Type out every line below exactly as it reads.

++++

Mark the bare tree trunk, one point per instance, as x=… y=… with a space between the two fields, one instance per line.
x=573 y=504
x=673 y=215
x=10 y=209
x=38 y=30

++++

#### [FINISHED TASK]
Mark the bare tree trunk, one point per instance, as x=… y=… with a space between the two fields, one instance per line.
x=573 y=504
x=673 y=215
x=10 y=209
x=38 y=30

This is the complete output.